REQUIRED ACTION:
Please retype the data below in full.

AVAILABLE RECORDS:
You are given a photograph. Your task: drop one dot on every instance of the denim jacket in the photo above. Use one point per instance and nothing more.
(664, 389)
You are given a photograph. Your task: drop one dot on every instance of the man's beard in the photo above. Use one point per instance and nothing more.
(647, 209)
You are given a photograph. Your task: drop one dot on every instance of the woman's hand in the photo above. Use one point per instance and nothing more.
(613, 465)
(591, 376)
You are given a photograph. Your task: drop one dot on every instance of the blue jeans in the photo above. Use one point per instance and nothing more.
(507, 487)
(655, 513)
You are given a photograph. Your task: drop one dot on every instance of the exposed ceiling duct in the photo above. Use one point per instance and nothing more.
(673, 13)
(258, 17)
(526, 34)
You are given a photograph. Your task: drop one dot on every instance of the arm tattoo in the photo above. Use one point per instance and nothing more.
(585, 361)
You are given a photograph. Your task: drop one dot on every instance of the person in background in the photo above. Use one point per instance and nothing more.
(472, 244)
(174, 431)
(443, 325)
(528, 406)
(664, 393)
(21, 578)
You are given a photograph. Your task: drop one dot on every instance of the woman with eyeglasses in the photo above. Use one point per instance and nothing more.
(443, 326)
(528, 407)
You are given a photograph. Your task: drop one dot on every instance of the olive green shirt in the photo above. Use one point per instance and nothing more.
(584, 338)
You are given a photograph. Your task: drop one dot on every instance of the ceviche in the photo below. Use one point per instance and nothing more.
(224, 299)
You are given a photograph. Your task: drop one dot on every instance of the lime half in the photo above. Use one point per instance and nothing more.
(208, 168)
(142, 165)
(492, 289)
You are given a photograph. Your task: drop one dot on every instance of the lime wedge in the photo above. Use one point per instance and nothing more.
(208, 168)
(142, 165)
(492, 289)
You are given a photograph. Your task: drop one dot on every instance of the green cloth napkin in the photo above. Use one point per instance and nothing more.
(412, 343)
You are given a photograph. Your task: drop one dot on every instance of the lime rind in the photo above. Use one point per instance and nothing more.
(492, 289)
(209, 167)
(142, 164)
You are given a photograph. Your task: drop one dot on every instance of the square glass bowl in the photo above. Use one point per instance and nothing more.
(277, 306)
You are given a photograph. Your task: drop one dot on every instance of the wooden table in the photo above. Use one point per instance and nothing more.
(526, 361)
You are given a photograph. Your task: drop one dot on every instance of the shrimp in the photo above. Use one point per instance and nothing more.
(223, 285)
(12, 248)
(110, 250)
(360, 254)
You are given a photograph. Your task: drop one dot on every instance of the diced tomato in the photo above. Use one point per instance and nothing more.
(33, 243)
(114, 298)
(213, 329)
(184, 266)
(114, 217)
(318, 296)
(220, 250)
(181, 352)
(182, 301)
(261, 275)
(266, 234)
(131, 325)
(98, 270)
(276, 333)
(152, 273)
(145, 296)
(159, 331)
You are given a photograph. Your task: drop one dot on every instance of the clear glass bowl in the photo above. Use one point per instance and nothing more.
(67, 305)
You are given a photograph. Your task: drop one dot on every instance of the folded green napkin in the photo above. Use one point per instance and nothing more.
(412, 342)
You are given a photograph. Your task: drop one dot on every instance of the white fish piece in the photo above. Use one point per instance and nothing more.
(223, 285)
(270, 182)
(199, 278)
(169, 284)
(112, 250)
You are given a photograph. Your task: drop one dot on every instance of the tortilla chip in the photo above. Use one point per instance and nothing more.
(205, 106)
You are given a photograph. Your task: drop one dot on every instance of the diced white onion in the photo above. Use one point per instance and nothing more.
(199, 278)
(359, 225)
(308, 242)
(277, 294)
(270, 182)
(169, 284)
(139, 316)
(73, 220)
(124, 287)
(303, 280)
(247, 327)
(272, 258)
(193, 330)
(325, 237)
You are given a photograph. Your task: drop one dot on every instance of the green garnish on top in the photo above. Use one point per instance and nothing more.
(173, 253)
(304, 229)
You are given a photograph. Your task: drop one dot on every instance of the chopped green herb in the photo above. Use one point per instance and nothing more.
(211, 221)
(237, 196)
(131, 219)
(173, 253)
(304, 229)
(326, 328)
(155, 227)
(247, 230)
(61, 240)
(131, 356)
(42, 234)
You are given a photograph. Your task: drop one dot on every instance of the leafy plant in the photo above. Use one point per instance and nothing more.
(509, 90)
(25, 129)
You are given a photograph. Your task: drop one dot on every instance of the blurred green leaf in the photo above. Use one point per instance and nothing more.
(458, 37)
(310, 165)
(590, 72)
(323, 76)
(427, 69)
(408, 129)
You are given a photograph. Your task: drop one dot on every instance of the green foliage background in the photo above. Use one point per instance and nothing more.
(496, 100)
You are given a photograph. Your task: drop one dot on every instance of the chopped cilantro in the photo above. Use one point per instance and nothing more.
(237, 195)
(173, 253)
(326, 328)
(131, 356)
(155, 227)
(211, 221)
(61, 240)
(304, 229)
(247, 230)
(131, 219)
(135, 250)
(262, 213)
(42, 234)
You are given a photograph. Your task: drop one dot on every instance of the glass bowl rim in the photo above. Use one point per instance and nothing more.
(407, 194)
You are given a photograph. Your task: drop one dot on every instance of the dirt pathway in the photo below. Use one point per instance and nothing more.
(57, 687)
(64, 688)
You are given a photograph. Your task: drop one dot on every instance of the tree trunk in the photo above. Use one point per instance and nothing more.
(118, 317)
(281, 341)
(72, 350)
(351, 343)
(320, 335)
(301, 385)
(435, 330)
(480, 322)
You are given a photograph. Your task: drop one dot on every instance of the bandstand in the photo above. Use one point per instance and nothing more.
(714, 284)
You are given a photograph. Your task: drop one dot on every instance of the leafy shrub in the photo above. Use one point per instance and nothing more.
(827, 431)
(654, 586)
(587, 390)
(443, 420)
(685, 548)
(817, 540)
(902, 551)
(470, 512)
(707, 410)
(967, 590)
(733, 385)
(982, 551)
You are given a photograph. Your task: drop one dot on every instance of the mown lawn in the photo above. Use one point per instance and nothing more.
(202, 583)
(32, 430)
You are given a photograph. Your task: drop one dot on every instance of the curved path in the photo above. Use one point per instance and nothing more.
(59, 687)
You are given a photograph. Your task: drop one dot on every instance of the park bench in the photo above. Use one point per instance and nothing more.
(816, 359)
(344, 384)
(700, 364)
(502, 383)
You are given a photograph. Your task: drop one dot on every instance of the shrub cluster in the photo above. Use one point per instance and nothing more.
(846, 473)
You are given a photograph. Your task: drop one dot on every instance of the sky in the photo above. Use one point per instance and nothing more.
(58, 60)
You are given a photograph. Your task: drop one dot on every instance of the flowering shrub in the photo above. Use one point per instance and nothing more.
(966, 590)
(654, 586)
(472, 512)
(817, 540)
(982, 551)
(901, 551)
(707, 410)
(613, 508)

OUTPUT FOR THIS EXERCISE:
You are given a photograph. Your task: drop one dot on every instance of the denim jacket in the photo above. Use one point per instance and nothing more.
(664, 389)
You are given a photograph. Your task: drop one dot on every instance of the man's beard in the photo above. Use one point per instance and nothing more.
(647, 209)
You are given a photograph. Your task: drop one dot on every instance of the woman's hand in the photo above. Use one point per instance and nothing more.
(613, 465)
(591, 376)
You are given a photograph. Your task: drop one dot on every instance of the blue jeans in the photo above. Use one point per instance and nothing more.
(507, 487)
(655, 513)
You are given a photograph. Your task: drop one dot on every instance of the exposed ceiling duct in the photo above. Use one point per instance and nothing more.
(673, 13)
(258, 17)
(526, 34)
You are given a photograph. Your task: drop one dot on every instance of the arm tattoo in the photo above. Use one point per instance and nothing more.
(585, 361)
You are given a photograph. Your task: drop one dot on every instance of the person in background in the photo above. Use one point per instance and nothing more.
(472, 244)
(174, 431)
(443, 325)
(528, 406)
(664, 393)
(21, 578)
You are given a photograph. Your task: drop one dot on every instance of the woman with eyeglasses in the photo above. Use one point per instance and nothing more.
(443, 326)
(528, 407)
You are given a photograph. Your task: drop one dot on every instance of the olive green shirt in the photo above. Use one point per instance and nothing more.
(584, 338)
You are given a photograph. Your task: drop one dot on every instance of the ceviche in the photo below. Use one point per instance and nothing more.
(224, 299)
You are given a photograph. Your task: drop one dot on every instance of the lime half in the photo above. Use one point per instance and nothing more.
(208, 168)
(142, 165)
(492, 289)
You are given a photograph. Your task: drop one dot on every instance of the lime wedge in the photo above. Use one point per instance and nothing more.
(208, 168)
(142, 165)
(492, 289)
You are given a photograph. Your task: drop one dot on every instance of the green cloth napkin in the photo above. Use one point per instance and nothing more.
(412, 343)
You are given a photograph. Your task: drop one dot on every instance of the lime rind in the photo above. Use one point per instance and nothing more.
(492, 289)
(209, 167)
(142, 164)
You are given a photograph. Your task: drop one dot on every instance of the square glass bowl in the photo above. Use one point per instance and nothing more.
(277, 306)
You are given a photograph. Your task: drop one dot on every instance of the wooden table in the photo above. Use one point per instance and nothing more.
(526, 361)
You are given a photograph. Your task: drop one dot on every instance of the shrimp in the photo above. Use one point per instance and nothing more.
(223, 285)
(12, 248)
(110, 250)
(360, 254)
You are given a photograph. Your task: drop one dot on every instance of the diced tomato in the photo above. Use one point per instance and nothing more.
(33, 243)
(114, 298)
(213, 329)
(184, 266)
(114, 217)
(318, 296)
(220, 250)
(181, 352)
(182, 301)
(261, 275)
(266, 234)
(131, 325)
(98, 270)
(276, 333)
(152, 273)
(145, 296)
(159, 331)
You are given a photograph. Your task: drop one dot on every instance of the clear glass bowl in the photo above. Use one point per instance and nothing more.
(67, 305)
You are given a photograph. Your task: drop one dot on every instance of the folded green napkin in the photo above. Use one point per instance and nothing more.
(412, 342)
You are given a photograph. Your task: drop one dot on every instance of the white fish piece in the photo above. Use one point per instance and nothing more.
(223, 285)
(270, 182)
(199, 278)
(169, 284)
(112, 250)
You are given a photograph. Your task: drop one dot on every instance of the tortilla chip in the photo above. Use one point per instance and nothing more.
(205, 106)
You are given a photograph. Your task: drop one dot on every instance of the diced white onion in the photo above. Use one point per instance and nothing more.
(199, 278)
(359, 225)
(308, 242)
(277, 294)
(270, 182)
(169, 284)
(139, 316)
(73, 220)
(124, 287)
(303, 280)
(247, 327)
(272, 258)
(193, 330)
(325, 237)
You are given a photograph. Your task: drop one dot on every instance of the green garnish on top in the photo above. Use one point per instance and nothing more.
(173, 253)
(304, 229)
You are given a photograph. Your task: drop one dot on every instance of the chopped green herb in the photo above. Use one point per instance and nothing more.
(211, 221)
(237, 196)
(131, 219)
(173, 253)
(304, 229)
(326, 328)
(155, 227)
(247, 230)
(61, 240)
(131, 356)
(42, 234)
You are given a photograph. Your task: drop one dot on every instance of the leafy plant in the photo above. Use one point per instance and nothing more.
(509, 90)
(25, 129)
You are given a photograph. Your task: drop one dot on every instance of the blurred green leaf in the photo above. Use one point per instance and nothing more.
(458, 37)
(310, 165)
(590, 72)
(323, 76)
(427, 69)
(408, 129)
You are given a photograph. Your task: drop one dot on every instance of the green foliage background in the photo above. Use one point per instance and nothing more.
(496, 100)
You are given a photograph. Your task: drop one dot on every instance of the chopped cilantro in the photo above. Use one point per instance and nothing more.
(237, 195)
(173, 253)
(326, 328)
(131, 356)
(155, 227)
(211, 221)
(61, 240)
(304, 229)
(247, 230)
(131, 219)
(135, 250)
(262, 213)
(42, 234)
You are given a photograph. Your task: drop one dot on every instance of the glass bowl rim in the photo above. Use one point per instance and nothing more.
(407, 194)
You are given a photograph. Your task: drop one dot on every instance of the dirt pathway in the photo below. Use one point per instance and nothing more.
(57, 687)
(64, 688)
You are given a photograph. Your task: drop one dot on every instance of the tree trunk in the photo above. Use one point per instance and nothing more.
(118, 317)
(281, 341)
(72, 350)
(351, 343)
(320, 335)
(301, 385)
(435, 330)
(480, 322)
You are given a photograph. Your task: drop one dot on every instance of the bandstand in the photo above. Use one point per instance and nothing more.
(714, 284)
You are given a photograph. Your task: drop one dot on every instance of the leafy shrub in the photo above. Use one point per instance and nothing more.
(827, 431)
(654, 586)
(587, 390)
(443, 420)
(685, 548)
(817, 540)
(902, 551)
(470, 512)
(707, 410)
(967, 590)
(733, 385)
(982, 551)
You are given a photograph. Your task: drop one dot on every instance of the mown lawn in the photo above. Use one point per instance and nothing more.
(202, 583)
(32, 430)
You are given a photograph. Your task: drop one dot on every instance of the curved path in the photo above. Use one point per instance and nothing more.
(59, 687)
You are given a photograph. Your task: drop one dot on every instance of the park bench in the photo above. Use one point per instance and nothing more.
(816, 359)
(344, 384)
(700, 364)
(502, 383)
You are given a photograph. Your task: drop one dot on every instance of the shrub cluster in the photo above. Use one point per instance and nothing more.
(846, 473)
You are given a photograph. Your task: drop one dot on every instance of the sky in the photo above. Use one point per instance and nothing more.
(58, 60)
You are given a photograph. Your task: drop one dot on every instance of the flowering shrub in the photo above. Use one point per instance and nothing more.
(966, 590)
(654, 586)
(472, 512)
(817, 540)
(982, 551)
(901, 551)
(707, 410)
(613, 508)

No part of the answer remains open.